[[ Input records open ]]
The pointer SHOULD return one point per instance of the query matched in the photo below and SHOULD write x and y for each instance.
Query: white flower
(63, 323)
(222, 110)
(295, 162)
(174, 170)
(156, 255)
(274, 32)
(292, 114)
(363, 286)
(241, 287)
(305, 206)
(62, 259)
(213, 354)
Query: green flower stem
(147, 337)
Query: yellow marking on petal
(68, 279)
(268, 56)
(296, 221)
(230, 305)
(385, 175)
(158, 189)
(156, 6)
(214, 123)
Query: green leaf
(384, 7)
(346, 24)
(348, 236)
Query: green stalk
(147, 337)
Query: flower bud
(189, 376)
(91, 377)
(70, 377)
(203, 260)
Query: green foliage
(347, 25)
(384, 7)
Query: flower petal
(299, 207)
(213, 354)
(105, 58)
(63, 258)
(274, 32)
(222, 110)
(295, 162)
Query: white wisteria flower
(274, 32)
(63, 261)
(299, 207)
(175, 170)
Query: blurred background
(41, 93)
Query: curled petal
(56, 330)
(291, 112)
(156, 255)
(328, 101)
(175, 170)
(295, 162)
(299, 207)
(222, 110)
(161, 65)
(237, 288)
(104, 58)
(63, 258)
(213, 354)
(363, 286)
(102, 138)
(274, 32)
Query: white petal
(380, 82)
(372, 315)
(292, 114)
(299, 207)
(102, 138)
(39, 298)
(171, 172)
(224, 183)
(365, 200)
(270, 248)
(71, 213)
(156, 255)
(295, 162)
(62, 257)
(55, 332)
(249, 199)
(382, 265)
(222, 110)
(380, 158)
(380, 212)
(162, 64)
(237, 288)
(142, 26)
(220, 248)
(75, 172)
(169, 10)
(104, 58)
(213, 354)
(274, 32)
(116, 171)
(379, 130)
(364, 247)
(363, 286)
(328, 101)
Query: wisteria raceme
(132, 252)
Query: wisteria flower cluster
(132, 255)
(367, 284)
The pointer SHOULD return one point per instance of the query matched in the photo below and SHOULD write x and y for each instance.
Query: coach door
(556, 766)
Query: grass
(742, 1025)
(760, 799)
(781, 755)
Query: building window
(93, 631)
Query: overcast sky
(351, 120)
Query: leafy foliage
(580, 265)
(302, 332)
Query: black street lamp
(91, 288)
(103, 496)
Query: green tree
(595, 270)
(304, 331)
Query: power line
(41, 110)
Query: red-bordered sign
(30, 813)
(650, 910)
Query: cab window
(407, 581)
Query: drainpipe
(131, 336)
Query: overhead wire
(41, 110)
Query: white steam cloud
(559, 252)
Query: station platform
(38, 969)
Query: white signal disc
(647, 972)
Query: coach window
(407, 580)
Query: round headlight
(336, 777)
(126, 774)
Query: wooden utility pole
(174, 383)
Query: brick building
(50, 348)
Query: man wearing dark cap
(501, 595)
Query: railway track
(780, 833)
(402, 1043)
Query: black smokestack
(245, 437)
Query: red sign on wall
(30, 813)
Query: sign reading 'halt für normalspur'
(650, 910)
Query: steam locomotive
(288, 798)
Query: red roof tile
[[ Input records closed ]]
[[ Input records open ]]
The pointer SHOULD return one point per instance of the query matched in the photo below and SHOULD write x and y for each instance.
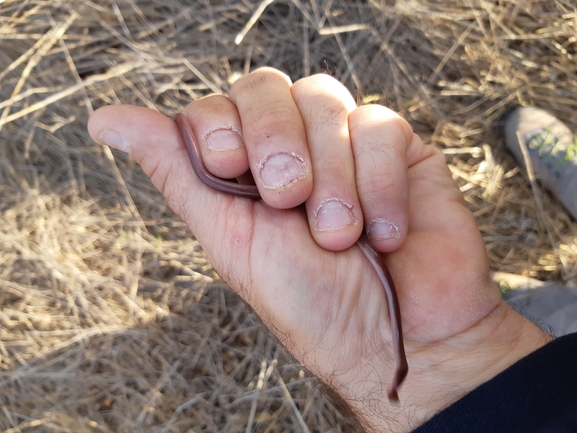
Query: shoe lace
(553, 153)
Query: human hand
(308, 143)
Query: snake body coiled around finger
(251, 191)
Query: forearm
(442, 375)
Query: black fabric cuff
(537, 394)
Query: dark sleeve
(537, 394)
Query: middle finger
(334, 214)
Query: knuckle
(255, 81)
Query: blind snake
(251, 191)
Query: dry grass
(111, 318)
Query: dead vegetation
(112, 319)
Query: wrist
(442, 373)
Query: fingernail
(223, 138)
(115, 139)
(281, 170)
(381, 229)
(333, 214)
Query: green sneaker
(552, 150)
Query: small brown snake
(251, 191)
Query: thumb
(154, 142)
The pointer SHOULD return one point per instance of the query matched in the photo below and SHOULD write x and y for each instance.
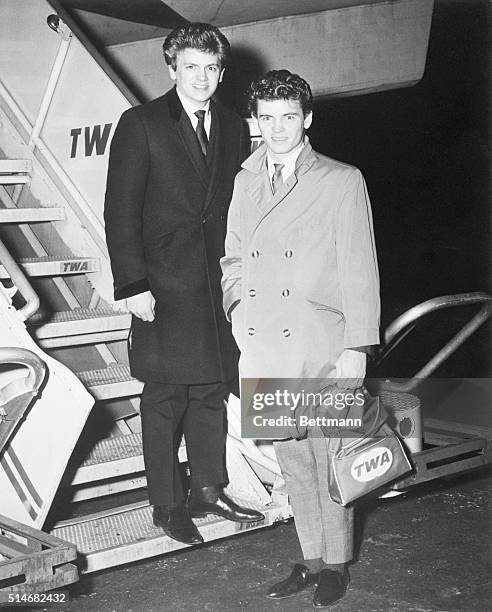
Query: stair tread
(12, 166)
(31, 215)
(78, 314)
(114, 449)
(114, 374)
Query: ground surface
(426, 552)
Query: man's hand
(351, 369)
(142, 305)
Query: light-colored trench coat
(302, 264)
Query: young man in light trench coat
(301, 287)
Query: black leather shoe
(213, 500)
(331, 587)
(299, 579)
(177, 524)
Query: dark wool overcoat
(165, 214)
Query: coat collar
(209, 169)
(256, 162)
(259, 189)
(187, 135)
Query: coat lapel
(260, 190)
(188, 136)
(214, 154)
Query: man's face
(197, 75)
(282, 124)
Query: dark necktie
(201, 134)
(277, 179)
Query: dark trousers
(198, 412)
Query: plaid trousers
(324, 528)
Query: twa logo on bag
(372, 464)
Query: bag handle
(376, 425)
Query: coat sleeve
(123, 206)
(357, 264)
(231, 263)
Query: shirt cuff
[[ Input records closed ]]
[[ Input records open ]]
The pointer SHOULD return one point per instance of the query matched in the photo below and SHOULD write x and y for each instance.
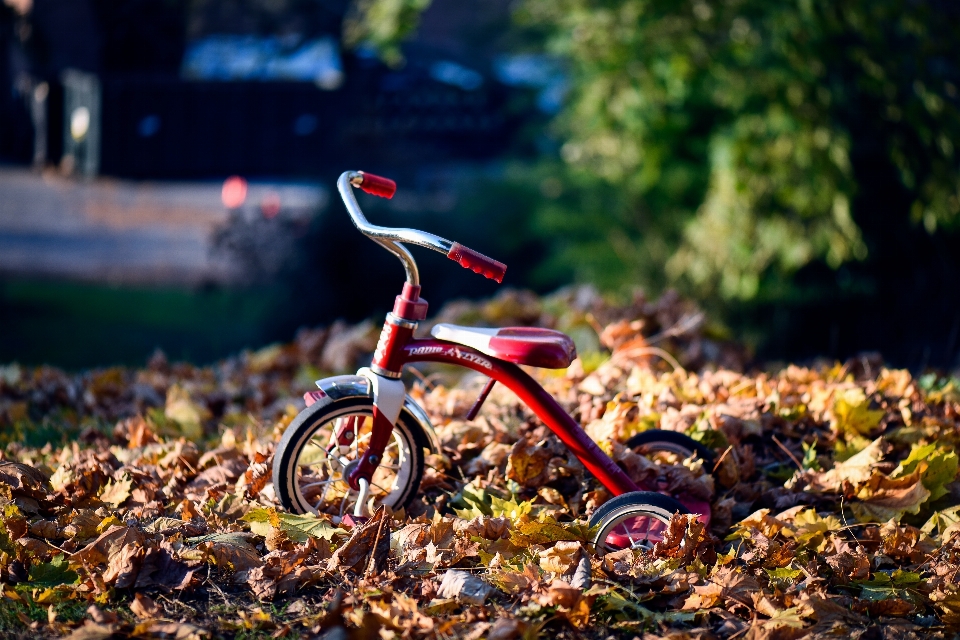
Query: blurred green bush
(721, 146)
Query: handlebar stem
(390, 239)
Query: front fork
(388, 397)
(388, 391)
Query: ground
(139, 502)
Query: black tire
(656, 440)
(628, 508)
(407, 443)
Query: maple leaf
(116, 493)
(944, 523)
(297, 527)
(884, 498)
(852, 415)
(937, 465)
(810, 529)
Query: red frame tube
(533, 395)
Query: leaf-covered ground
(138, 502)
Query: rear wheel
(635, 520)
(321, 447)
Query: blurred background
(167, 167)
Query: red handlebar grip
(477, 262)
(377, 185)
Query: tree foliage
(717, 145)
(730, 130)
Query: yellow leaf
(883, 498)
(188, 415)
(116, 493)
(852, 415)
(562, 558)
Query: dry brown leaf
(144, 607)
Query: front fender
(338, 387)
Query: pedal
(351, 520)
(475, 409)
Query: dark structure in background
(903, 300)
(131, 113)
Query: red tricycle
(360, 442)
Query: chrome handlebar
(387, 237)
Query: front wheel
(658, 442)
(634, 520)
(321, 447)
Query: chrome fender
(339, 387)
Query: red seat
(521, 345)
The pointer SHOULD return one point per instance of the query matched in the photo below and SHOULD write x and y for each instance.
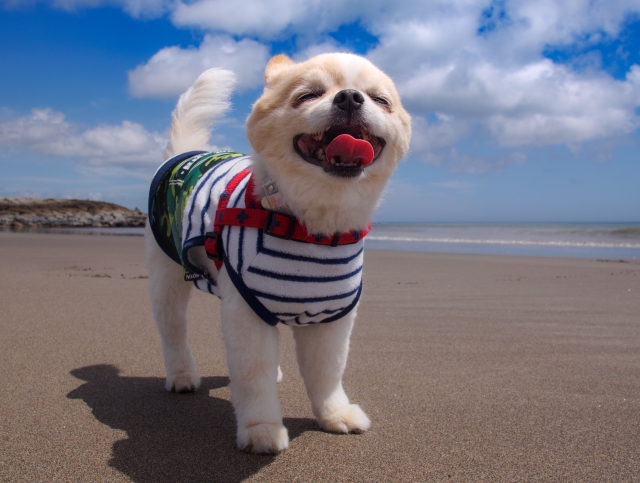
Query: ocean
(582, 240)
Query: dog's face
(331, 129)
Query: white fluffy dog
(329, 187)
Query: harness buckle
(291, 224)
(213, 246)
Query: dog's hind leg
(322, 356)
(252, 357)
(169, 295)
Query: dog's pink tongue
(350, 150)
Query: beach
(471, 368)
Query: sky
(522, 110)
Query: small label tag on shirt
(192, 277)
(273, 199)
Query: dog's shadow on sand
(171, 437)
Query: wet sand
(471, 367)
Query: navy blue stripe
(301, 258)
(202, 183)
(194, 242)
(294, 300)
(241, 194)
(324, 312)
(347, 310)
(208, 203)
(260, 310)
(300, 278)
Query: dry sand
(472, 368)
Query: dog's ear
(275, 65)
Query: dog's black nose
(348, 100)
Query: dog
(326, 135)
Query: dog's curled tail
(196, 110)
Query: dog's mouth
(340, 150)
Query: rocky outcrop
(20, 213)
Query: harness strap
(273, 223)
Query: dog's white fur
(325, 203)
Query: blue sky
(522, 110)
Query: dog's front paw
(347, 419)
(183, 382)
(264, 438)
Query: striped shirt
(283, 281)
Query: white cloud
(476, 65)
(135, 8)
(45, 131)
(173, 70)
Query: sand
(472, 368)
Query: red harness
[[ Input records closed ]]
**Work item**
When you reach the line containing "Query: blue sky" in the data above, start copying exactly, and stop after the line containing "Query: red harness".

**Response**
Query: blue sky
(522, 110)
Query: dog's front paw
(347, 419)
(183, 382)
(264, 438)
Query: striped shirt
(283, 281)
Query: white cloud
(476, 65)
(135, 8)
(45, 131)
(173, 70)
Query: sand
(472, 368)
Query: red harness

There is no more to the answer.